== Selection

All communication with Azure is always initiated from your environment. This is true even for operations that are initiated by a user in the Azure portal. In that case, there is effectively a task, which is queued up in Azure. An agent in your environment initiates the communication with Azure to see what tasks are in the queue, runs the tasks, and reports back the status/completion/fail to Azure.
Type of Data | Direction | Required/Optional | Additional Costs | Mode Required | Notes |
---|---|---|---|---|---|
Container images | Microsoft Container Registry -> Customer | Required | No | Indirect or direct | Container images are the method for distributing the software. In an environment which can connect to the Microsoft Container Registry (MCR) over the Internet, the container images can be pulled directly from MCR. If the deployment environment doesn’t have direct connectivity, you can pull the images from MCR and push them to a private container registry in the deployment environment. At creation time, you can configure the creation process to pull from the private container registry instead of MCR. This also applies to automated updates. |
Resource inventory | Customer environment -> Azure | Required | No | Indirect or direct | An inventory of data controllers, database instances (PostgreSQL and SQL) is kept in Azure for billing purposes and also for purposes of creating an inventory of all data controllers and database instances in one place which is especially useful if you have more than one environment with Azure Arc data services. As instances are provisioned, deprovisioned, scaled out/in, scaled up/down the inventory is updated in Azure. |
Billing telemetry data | Customer environment -> Azure | Required | No | Indirect or direct | Utilization of database instances must be sent to Azure for billing purposes. |
Monitoring data and logs | Customer environment -> Azure | Optional | Maybe depending on data volume (see Azure Monitor pricing) | Indirect or direct | You might want to send the locally collected monitoring data and logs to Azure Monitor for aggregating data across multiple environments into one place and also to use Azure Monitor services like alerts, using the data in Azure Machine Learning, etc. |
Azure Role-based Access Control (Azure RBAC) | Customer environment -> Azure -> Customer Environment | Optional | No | Direct only | If you want to use Azure RBAC, then connectivity must be established with Azure at all times. If you don’t want to use Azure RBAC, then local Kubernetes RBAC can be used. |
Microsoft Entra ID (Future) | Customer environment -> Azure -> Customer environment | Optional | Maybe, but you might already be paying for Microsoft Entra ID | Direct only | If you want to use Microsoft Entra ID for authentication, then connectivity must be established with Azure at all times. If you don’t want to use Microsoft Entra ID for authentication, you can use Active Directory Federation Services (ADFS) over Active Directory. Pending availability in directly connected mode |
Backup and restore | Customer environment -> Customer environment | Required | No | Direct or indirect | The backup and restore service can be configured to point to local storage classes. |
Azure backup - long term retention (Future) | Customer environment -> Azure | Optional | Yes for Azure storage | Direct only | You might want to send backups that are taken locally to Azure Backup for long-term, off-site retention of backups and bring them back to the local environment for restore. |
Provisioning and configuration changes from Azure portal | Customer environment -> Azure -> Customer environment | Optional | No | Direct only | Provisioning and configuration changes can be done locally using Azure Data Studio or the appropriate CLI. In directly connected mode, you can also provision and make configuration changes from the Azure portal. |
Details on internet addresses, ports, encryption, and proxy server support
Service | Port | URL | Direction | Notes |
---|---|---|---|---|
Helm chart (direct connected mode only) | 443 | arcdataservicesrow1.azurecr.io |
Outbound | Provisions the Azure Arc data controller bootstrapper and cluster level objects, such as custom resource definitions, cluster roles, and cluster role bindings, is pulled from an Azure Container Registry. |
Azure monitor APIs 1 | 443 | *.ods.opinsights.azure.com *.oms.opinsights.azure.com *.monitoring.azure.com |
Outbound | Azure Data Studio and Azure CLI connect to the Azure Resource Manager APIs to send and retrieve data to and from Azure for some features. See Azure Monitor APIs. |
Azure Arc data processing service 1 | 443 | *.<region>.arcdataservices.com 2 |
Outbound |
1 Requirement depends on deployment mode:
- For direct mode, the controller pod on the Kubernetes cluster needs to have outbound connectivity to the endpoints to send the logs, metrics, inventory, and billing information to Azure Monitor/Data Processing Service.

====

- Directions
Could you reproduce the part of the Azure connectivity text starting with "All communication with" and going on through "status/completion/fail to Azure."?

== Supplied entries

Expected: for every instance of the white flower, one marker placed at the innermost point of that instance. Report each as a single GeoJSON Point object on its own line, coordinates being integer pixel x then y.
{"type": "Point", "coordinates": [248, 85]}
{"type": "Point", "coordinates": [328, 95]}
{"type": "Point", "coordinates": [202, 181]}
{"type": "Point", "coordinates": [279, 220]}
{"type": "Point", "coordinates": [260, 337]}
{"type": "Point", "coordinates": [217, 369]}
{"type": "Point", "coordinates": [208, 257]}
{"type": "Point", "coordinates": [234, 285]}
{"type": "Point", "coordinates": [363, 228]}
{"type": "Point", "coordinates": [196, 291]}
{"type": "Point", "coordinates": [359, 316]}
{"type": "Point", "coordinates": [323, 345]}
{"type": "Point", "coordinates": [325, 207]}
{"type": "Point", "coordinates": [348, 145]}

====

- Answer below
All communication with Azure is always initiated from your environment. This is true even for operations that are initiated by a user in the Azure portal. In that case, there is effectively a task, which is queued up in Azure. An agent in your environment initiates the communication with Azure to see what tasks are in the queue, runs the tasks, and reports back the status/completion/fail to Azure.